### Work instructions:
#1 Answer these questions using the excerpt about setting up Cursor to write and run Postgres queries:
(a) How long is the screencast video recording?
(b) How many things need to be set up so a Gen AI-based IDE can write and run Postgres queries?
(c) Besides Postgres, which relational database is named?
#2 In the excerpt about setting up Cursor to write and run Postgres queries, reproduce everything from "With this background, I" down to "the sections below.".
#3 Resume the excerpt about setting up Cursor to write and run Postgres queries, starting right after its final sentence.
======== Page excerpt
With this background, I wanted to setup Cursor in a way that I could dictate my queries in plain English for it to execute and show me the results.

Here’s an 8 minute long screencast video recording that covers it all:

If you prefer to read the text instead, the following sections cover the same information. The code snippets mentioned in the video recording are also available in the sections below.

Setup to make Gen AI write and run queries

There are essentially three things we need to set up so that a Gen AI-based IDE can write and run Postgres queries based on our instructions in human language.

Note: While this setup talks about the Postgres database and Cursor IDE, the same steps would work for any relational database, including MySQL, and any Gen AI enabled development environment that supports MCP integration.
================
======== Raw data
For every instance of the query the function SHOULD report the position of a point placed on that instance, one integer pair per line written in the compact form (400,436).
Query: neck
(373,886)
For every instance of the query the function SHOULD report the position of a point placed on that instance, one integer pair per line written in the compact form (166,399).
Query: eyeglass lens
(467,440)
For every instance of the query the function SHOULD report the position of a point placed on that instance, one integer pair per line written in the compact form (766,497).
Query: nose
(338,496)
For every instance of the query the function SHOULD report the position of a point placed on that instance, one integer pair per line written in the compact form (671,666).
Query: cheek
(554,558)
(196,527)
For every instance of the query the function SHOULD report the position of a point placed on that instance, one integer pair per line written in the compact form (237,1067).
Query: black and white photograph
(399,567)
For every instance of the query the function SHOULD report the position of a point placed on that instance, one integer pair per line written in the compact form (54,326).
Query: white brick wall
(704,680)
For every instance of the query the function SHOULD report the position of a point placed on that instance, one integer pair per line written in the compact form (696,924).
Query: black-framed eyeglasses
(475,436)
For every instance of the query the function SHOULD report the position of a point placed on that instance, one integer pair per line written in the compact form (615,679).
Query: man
================
### Expected answers:
#1
(a) It is 8 minutes long.
(b) Three things.
(c) MySQL.

#2
With this background, I wanted to setup Cursor in a way that I could dictate my queries in plain English for it to execute and show me the results.

Here’s an 8 minute long screencast video recording that covers it all:

If you prefer to read the text instead, the following sections cover the same information. The code snippets mentioned in the video recording are also available in the sections below.

#3
MCP Setup

The MCP server is what connects the Gen AI IDE with the Postgres database so that Gen AI can directly run the queries. This is the PostgreSQL MCP server I used in my current setup. It enables read-only access to the underlying database. Along with the MCP server, we need to provide the database connection string. Below is how my ~/cursor/mcp.json looks like:

{ "mcpServers": { "mcp_demo_db_mcp_server": { "command": "npx", "args": [ "-y", "@modelcontextprotocol/server-postgres", "postgresql://<user>:<password>@<host>:<port>/<database>" ] } } }

Once my MCP server is adequately set up (a Cursor restart may be required after setting up mcp.json), it should appear like the following on Cursor settings:

MCP settings with Cursor

Caution: There are a lot of malicious MCP servers out there. And in this case, we are providing database credentials to the MCP server. As a result, we need to be careful about the credibility of the MCP server we use. Also, I tend to avoid connecting via MCP a production database under any circumstance because we are directly executing queries generated by Gen AI. If you find using a MCP server very risky, you can skip setting up MCP. In that case, you can use Gen AI to generate the queries which you can copy and run as you deem fit.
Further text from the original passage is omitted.